## [Activities]
a - Answer these questions from the article on fasting and teeth, one line each, marked (i), (ii), (iii) to match:
(i) What should you do if your teeth start to hurt during a fast?
(ii) What two solutions does the article give for jaw clenching?
(iii) During Ramadan, from when to when do Muslims abstain from eating and drinking?
b - According to the article on fasting and teeth, why might some devout Muslims put off dental treatment until the fasting period has ended?
c - Continue the article on fasting and teeth from where it stops.
━━━━━ Text under study ━━━━━
Does Fasting Affect Your Teeth?

The lack of food and water for exponentially longer periods of time has an effect on your health and metabolism. At Mettler and Griego Family Dentistry in Peoria, we know that fasting also has a profound impact on your dental health and tooth remineralization.

Dietary fads such as intermittent fasting encourage periodically longer wait periods before eating or drinking. It is important to know the dental risks and considerations associated with fasting in order to have a healthy and safe experience with it. If your teeth start to hurt during a fast, you should see a dentist right away.

Dental Conditions Caused by Fasting

Halitosis

Saliva production and the foods we eat have a strong effect on our breath. Due to the lack of saliva during fasting periods, bad breath can quickly become an issue. Halitosis, also known as bad breath, can be caused by:

  • Strong smelling foods like garlic
  • Tobacco products
  • Poor dental hygiene
  • Dry mouth
  • Medications
  • Infections in your mouth
  • Other mouth, nose and throat conditions

Jaw Clenching

While fasting, many people find themselves clenching their teeth, which puts pressure on their jaws. Sometimes this is a stress response and at other times it’s an unconscious substitute for chewing. Solutions to this problem include wearing a night guard while you sleep or performing breathing exercises to relax. 

Ramadan Dental Considerations

During Ramadan, Muslims abstain from eating and drinking from sunrise to sunset. Because they might accidentally swallow water during dental procedures and examinations, some devout Muslims may decide to wait until the fasting period has ended before seeking treatment. Many people still brush their teeth and floss but some might choose not to until after sunset, in order to avoid swallowing water.
━━━━━ Supplied data ━━━━━
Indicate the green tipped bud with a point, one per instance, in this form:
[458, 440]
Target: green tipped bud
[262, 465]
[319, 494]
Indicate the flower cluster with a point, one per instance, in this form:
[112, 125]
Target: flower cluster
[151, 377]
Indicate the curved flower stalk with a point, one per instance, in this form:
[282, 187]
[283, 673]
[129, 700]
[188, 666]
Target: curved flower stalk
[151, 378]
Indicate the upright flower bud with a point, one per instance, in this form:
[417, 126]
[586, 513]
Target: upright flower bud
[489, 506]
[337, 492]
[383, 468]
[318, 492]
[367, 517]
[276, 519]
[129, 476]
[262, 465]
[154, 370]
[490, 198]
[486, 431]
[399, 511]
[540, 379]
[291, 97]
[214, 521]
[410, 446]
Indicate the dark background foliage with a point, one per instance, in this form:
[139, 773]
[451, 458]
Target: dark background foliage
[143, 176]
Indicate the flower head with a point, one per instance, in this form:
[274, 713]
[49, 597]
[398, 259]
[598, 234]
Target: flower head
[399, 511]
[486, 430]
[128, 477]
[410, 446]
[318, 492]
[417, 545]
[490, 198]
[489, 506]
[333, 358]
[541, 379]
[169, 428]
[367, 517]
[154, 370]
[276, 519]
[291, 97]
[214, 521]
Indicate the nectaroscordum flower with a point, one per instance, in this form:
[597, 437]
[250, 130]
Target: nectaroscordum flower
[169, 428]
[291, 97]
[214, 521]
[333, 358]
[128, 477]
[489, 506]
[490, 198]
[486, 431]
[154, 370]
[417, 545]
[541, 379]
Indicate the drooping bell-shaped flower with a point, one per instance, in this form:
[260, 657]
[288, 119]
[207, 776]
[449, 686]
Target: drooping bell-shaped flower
━━━━━
## [Exercise responses]
a -
(i) See a dentist right away.
(ii) Wearing a night guard while you sleep, or performing breathing exercises to relax.
(iii) From sunrise to sunset.

b - They might accidentally swallow water during dental procedures and examinations, so some choose to wait until the fasting period has ended before seeking treatment.

c -
Dental Treatment During a Fast

In order to avoid violating a religious fast, dentists can use preventative measures when performing a procedure or extraction. For example, a high vacuum suction tip can be used to dry the mouth and prevent anything from being swallowed. 

Other measures include:

  • A blood glucose meter can be used to monitor the patient’s blood glucose level before and after treatment and prevent hypoglycemic syncope. 
  • Swallowing of blood will invalidate the fast. Hence, pulpal extirpation can be carried out as an alternative to tooth extraction. 
  • Extractions can be followed by placement of sutures. Sutures will eliminate the need for use of a liquid hemostatic agent that could be accidentally swallowed. 

Dental Care in Peoria, Arizona

The friendly dentists at Mettler and Griego Family Dentistry want to help you maintain good oral health throughout your fast. We specialize in providing the highest level of dental care in a relaxing and stress-free environment. Contact us today to schedule a complimentary consultation with fasting considerations in mind.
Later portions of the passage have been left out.